### Listed entries
┏━━

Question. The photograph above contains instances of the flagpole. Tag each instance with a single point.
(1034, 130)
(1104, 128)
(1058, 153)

┗━━
┏━━

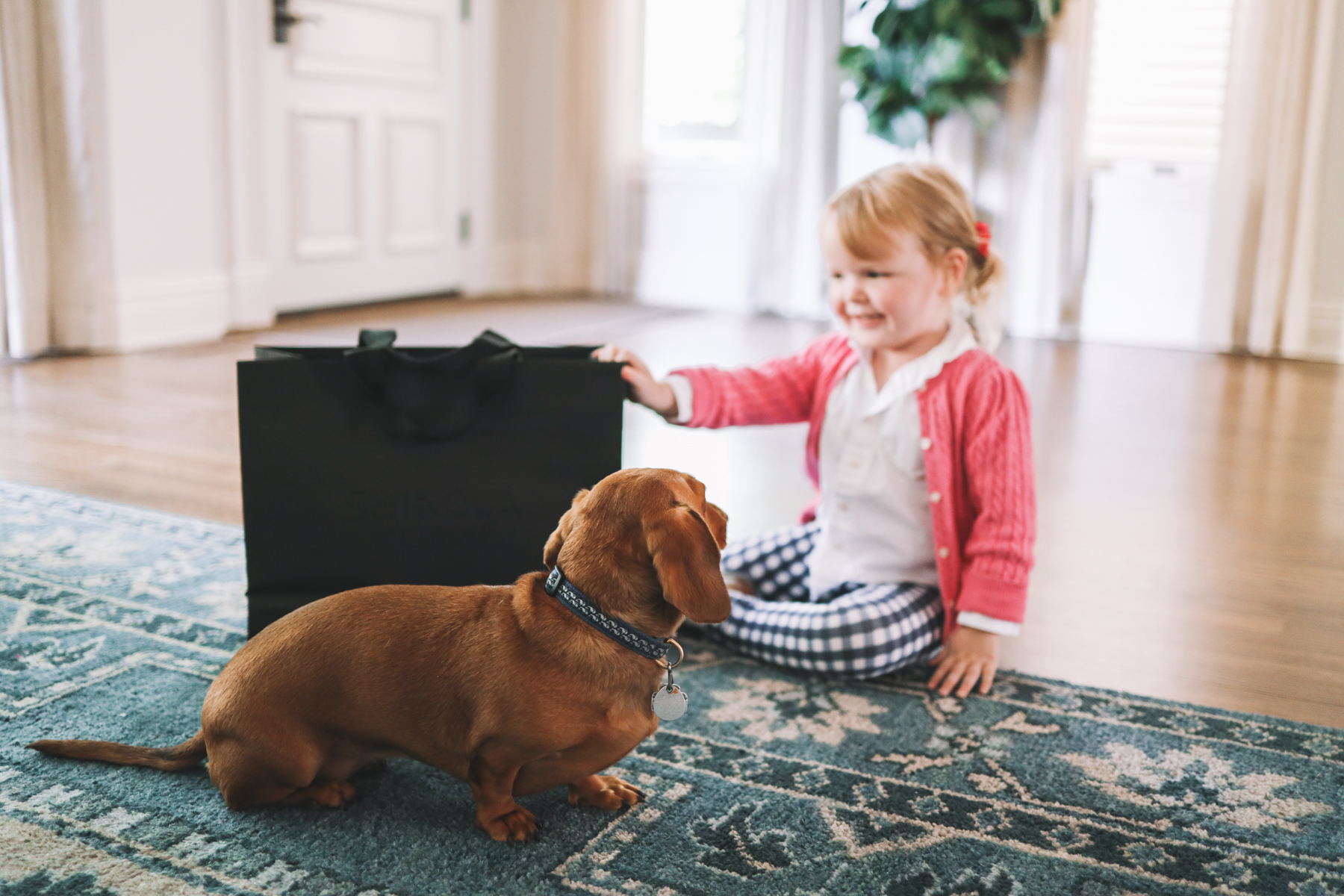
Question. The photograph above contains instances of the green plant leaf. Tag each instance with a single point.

┗━━

### Problem
Return, unchanged, each line of the data above that contains the word "photograph".

### Solution to the exercise
Question. The photograph above contains instances of the flagpole. Tag each instance with a single point.
Question. The photograph above contains instances of the green plant leaf. Tag each instance with a single point.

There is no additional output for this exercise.